(Written tasks):
- a) For the canoe-building blog post below, say whether each statement agrees with it: (i) The writer rounded the outside joints with a belt sander. (ii) Owning a canoe is the writer's main purpose for the project. (iii) The writer primed the wood with a brush. Answer yes or no for each, and quote the deciding words.
- b) In the canoe-building blog post, turn the paragraph beginning "Yesterday I prepared for today's work" into a short list that keeps its main facts.
- c) Output everything in the canoe-building blog post from "I had seen few" down to "them out, labeled.".

Sunday, August 10, 2008

Taping the joints outside

My goal for this session of work is to tape the outside joints with fiberglass and do as much of the epoxy work as possible wet on wet.  I probably didn't say so earlier in this blog, but my real purpose in building this canoe is to learn for building a bigger boat.  Having a canoe at the end is a fringe benefit.

Yesterday I prepared for today's work.  I sanded the outside so that all of the epoxy was scuffed and new epoxy would adhere.  I rounded the joints outside to about a 1/2" radius with a belt sander.  After rounding the edges, I noticed several holes in the core of a couple of panels.

I had seen few voids from the cut edges, so I investigated closely.  I discovered tht I could push my thumb nail throught the veneer at these holes, across the panel, all of the way to the other edge.  I have to fill these to prevent rotting, so I got out the Dremel and looked for discolored lines or snall voids at the edges.  I routed through the veneer and first layer of the core.  I will fill the slots with epoxy putty, and cover with fiberglass tape to replace the lost strength.




Last, I laid out and cut the fiberglass tape.  Each piece was rolled like a scroll from each end to the middle, to make it easier to lay out, just line up in the center, and roll.  I laid them out, labeled.



I started early doing the outside joints.   The steps - prime the wood, fill the joints to make them smooth, and apply fiberglass tape.  Priming the wood is easy enough.  I used a foam roller.

(Supplied data):

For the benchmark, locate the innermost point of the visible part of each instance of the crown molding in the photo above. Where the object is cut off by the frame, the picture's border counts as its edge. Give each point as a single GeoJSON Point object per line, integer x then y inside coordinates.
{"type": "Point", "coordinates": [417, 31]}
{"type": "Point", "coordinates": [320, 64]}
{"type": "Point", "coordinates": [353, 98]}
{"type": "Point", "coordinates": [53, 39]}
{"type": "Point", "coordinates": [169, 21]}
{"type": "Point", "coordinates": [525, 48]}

(Answers to each task):
- a)
(i) Yes: "I rounded the joints outside to about a 1/2" radius with a belt sander."
(ii) No: "my real purpose in building this canoe is to learn for building a bigger boat. Having a canoe at the end is a fringe benefit."
(iii) No: "I used a foam roller."

- b)
- Prepared the day before for today's work.
- Sanded the outside to scuff all the epoxy so new epoxy would adhere.
- Rounded the outside joints to about a 1/2" radius with a belt sander.
- After rounding, found several holes in the core of a couple of panels.

- c)
I had seen few voids from the cut edges, so I investigated closely.  I discovered tht I could push my thumb nail throught the veneer at these holes, across the panel, all of the way to the other edge.  I have to fill these to prevent rotting, so I got out the Dremel and looked for discolored lines or snall voids at the edges.  I routed through the veneer and first layer of the core.  I will fill the slots with epoxy putty, and cover with fiberglass tape to replace the lost strength.




Last, I laid out and cut the fiberglass tape.  Each piece was rolled like a scroll from each end to the middle, to make it easier to lay out, just line up in the center, and roll.  I laid them out, labeled.